Excerpted passage:
The supply problems create extra hurdles for people who aren’t digitally savvy and those who don’t readily have access to the internet or are working at 6 p.m., which is when appointments in New York go live and then get booked up within minutes.

“The virus is taking advantage of the runway that it’s been given, and I think we’ll continue to see a lot more cases,” says Anne Rimoin, an infectious disease epidemiologist at the University of California, Los Angeles, given the highly interconnected social and sexual network within which the virus is quickly spreading (although the virus can infect anyone who comes in close contact with an infected patient) and no prior immunity.

How does declaring a public health emergency help?

Although monkeypox doesn’t spread as easily as SARS-CoV-2, the virus that causes COVID-19, the emergency declaration “enables people to pay attention to it,” says El-Sadr. It could also allow for governments at different levels to work together, share information, and potentially tap into additional resources.

For now the emergency announcement doesn’t legally bind state or federal agencies to provide certain cities or jurisdictions with more vaccines, Philip says, but “we’re making the case for it.”

Supplied material:

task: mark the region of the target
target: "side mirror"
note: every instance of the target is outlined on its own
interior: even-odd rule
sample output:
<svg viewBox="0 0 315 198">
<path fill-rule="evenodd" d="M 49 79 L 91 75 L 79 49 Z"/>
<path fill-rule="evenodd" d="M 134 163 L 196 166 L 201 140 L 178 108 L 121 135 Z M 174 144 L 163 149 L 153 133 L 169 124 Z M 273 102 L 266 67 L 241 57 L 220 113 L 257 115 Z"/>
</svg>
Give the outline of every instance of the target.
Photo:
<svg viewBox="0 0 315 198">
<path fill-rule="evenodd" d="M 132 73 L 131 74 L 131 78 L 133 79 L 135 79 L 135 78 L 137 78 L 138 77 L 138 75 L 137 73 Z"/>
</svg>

Work to be completed: Copy out the whole passage on monkeypox vaccine supply and the public health emergency declaration, word for word, with nothing changed.

Solution for this exercise:
The supply problems create extra hurdles for people who aren’t digitally savvy and those who don’t readily have access to the internet or are working at 6 p.m., which is when appointments in New York go live and then get booked up within minutes.

“The virus is taking advantage of the runway that it’s been given, and I think we’ll continue to see a lot more cases,” says Anne Rimoin, an infectious disease epidemiologist at the University of California, Los Angeles, given the highly interconnected social and sexual network within which the virus is quickly spreading (although the virus can infect anyone who comes in close contact with an infected patient) and no prior immunity.

How does declaring a public health emergency help?

Although monkeypox doesn’t spread as easily as SARS-CoV-2, the virus that causes COVID-19, the emergency declaration “enables people to pay attention to it,” says El-Sadr. It could also allow for governments at different levels to work together, share information, and potentially tap into additional resources.

For now the emergency announcement doesn’t legally bind state or federal agencies to provide certain cities or jurisdictions with more vaccines, Philip says, but “we’re making the case for it.”